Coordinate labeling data

########

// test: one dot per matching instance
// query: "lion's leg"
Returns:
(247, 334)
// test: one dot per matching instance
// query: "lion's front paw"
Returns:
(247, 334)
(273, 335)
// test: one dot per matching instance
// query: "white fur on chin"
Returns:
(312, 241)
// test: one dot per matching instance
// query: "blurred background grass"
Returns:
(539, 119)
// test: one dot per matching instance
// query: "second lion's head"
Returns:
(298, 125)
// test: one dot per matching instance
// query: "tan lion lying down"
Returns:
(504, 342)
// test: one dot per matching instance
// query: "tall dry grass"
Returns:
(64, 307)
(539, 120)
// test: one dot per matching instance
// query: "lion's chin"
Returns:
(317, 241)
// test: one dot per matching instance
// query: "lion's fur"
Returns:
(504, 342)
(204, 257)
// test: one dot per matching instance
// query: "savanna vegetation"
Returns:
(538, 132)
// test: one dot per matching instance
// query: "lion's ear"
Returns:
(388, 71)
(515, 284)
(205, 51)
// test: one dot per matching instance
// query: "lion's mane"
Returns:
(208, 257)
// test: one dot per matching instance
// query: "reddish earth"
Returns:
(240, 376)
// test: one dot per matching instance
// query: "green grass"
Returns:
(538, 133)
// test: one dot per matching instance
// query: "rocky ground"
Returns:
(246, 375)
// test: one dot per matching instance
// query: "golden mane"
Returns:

########

* Stated problem *
Switch each occurrence of "Returns" in the listing to "Points", and reproduce every other line without change.

* Full answer *
// test: one dot per matching instance
// query: "lion's leg"
Points:
(247, 334)
// test: one dot per matching instance
// query: "lion's front paw"
Points:
(247, 334)
(273, 335)
// test: one dot per matching instance
// query: "white fur on chin"
Points:
(312, 241)
// test: one dot per matching instance
// query: "blurred background grass"
Points:
(539, 119)
// test: one dot per matching instance
// query: "second lion's head"
Points:
(298, 125)
// test: one dot per matching instance
// query: "tan lion lying down"
Points:
(504, 342)
// test: one dot per matching instance
// query: "tall dry grass"
Points:
(64, 307)
(539, 120)
// test: one dot per matching instance
// query: "lion's chin"
Points:
(317, 241)
// test: one dot per matching instance
// query: "lion's fur"
Points:
(504, 342)
(204, 257)
// test: one dot per matching instance
// query: "savanna vegetation"
Points:
(538, 132)
// test: one dot per matching instance
// query: "lion's ear"
Points:
(388, 71)
(515, 284)
(205, 51)
// test: one dot per matching instance
// query: "lion's mane"
Points:
(208, 257)
// test: one dot per matching instance
// query: "reddish earth"
Points:
(240, 376)
// test: one dot per matching instance
// query: "green grass"
Points:
(538, 133)
// test: one dot per matching instance
// query: "rocky ground"
Points:
(246, 375)
// test: one dot per matching instance
// query: "golden mane"
Points:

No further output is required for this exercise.